*** Text excerpt ***

Words Count: Learning How to Discuss Mental Illness

What we call mental illness can sometimes be a skill

Try as I might to be impeccable with my words, there are times when they fail me so utterly I consider changing professions… something where context, precision and nuance don’t matter. Where two syllables won’t make a person feel degraded, or devalued. Ditch-digger might do.

Last week was one of those times.

I called rapid-cycling bipolar a disease in my EDGE YK editor’s note.

It’s not. Laura Bain, who lives with bipolar and considers herself a bridge between the often-misunderstood worlds of people with mental illness, and the community of people who support them, was deeply offended by this.

Because she has somewhat bravely added this role of bridge, or teacher, in this area to her other titles: sailor, windsurfer, friend, auntie, scientist, registered nurse… she came to me with hopes of furthering the discussion, and the understanding.

*** End of Text excerpt ***
*** Data for review ***

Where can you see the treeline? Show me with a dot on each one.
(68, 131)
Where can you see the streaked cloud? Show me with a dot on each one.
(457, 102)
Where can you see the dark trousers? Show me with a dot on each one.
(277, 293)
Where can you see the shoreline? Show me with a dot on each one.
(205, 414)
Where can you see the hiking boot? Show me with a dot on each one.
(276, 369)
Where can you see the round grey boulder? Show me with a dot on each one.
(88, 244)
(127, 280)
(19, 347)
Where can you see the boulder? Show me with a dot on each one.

*** End of Data for review ***
*** Data for review ***

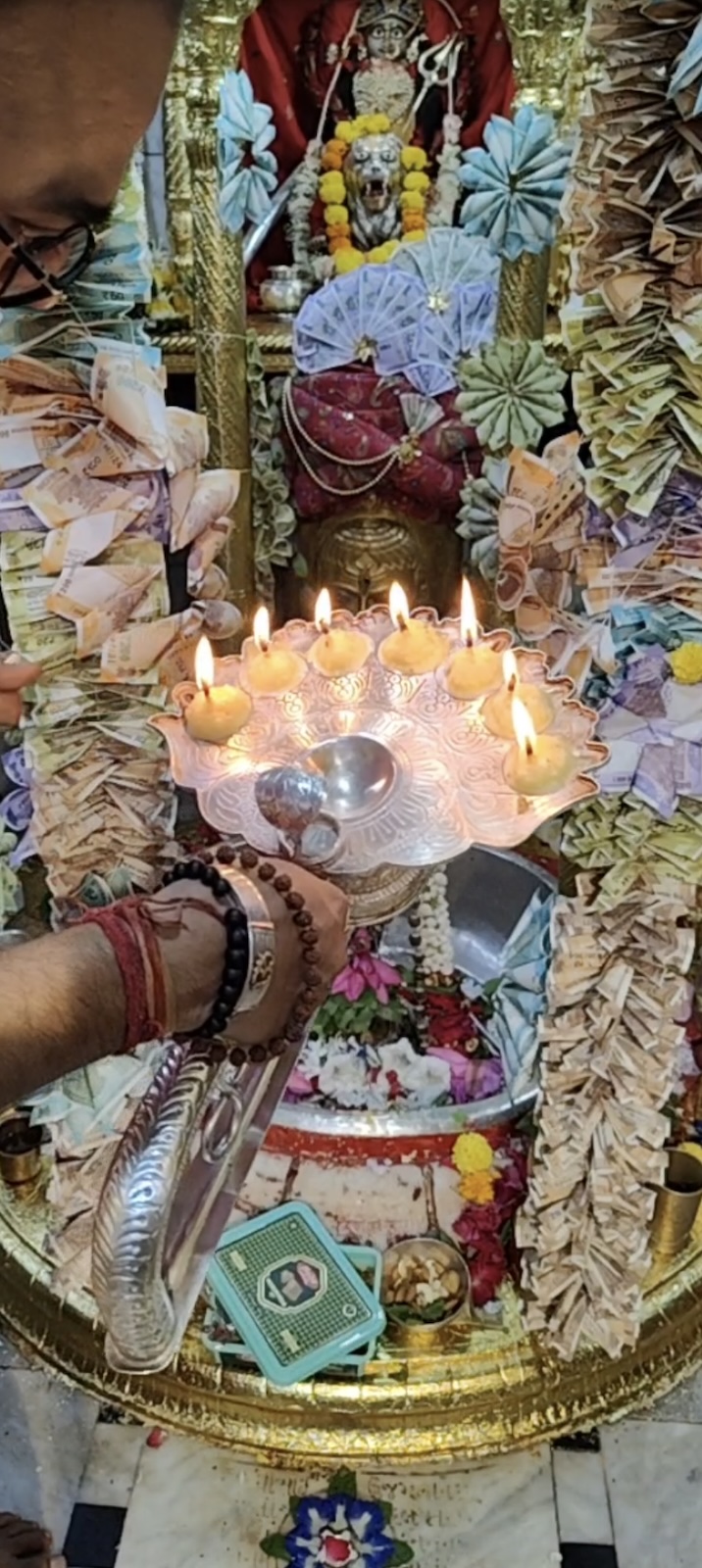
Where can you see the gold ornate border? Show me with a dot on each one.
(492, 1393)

*** End of Data for review ***
*** Data for review ***

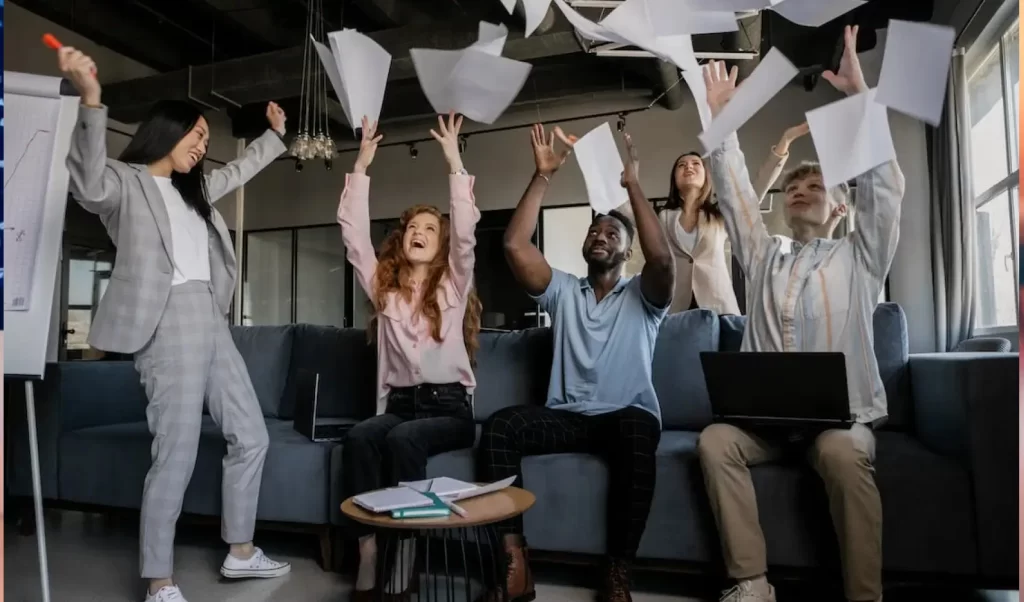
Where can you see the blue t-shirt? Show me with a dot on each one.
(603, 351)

*** End of Data for review ***

Problem = Print the stretch of the column on discussing mental illness from "Words Count: Learning" through "Ditch-digger might do.", unchanged.

Response to the exercise =
Words Count: Learning How to Discuss Mental Illness

What we call mental illness can sometimes be a skill

Try as I might to be impeccable with my words, there are times when they fail me so utterly I consider changing professions… something where context, precision and nuance don’t matter. Where two syllables won’t make a person feel degraded, or devalued. Ditch-digger might do.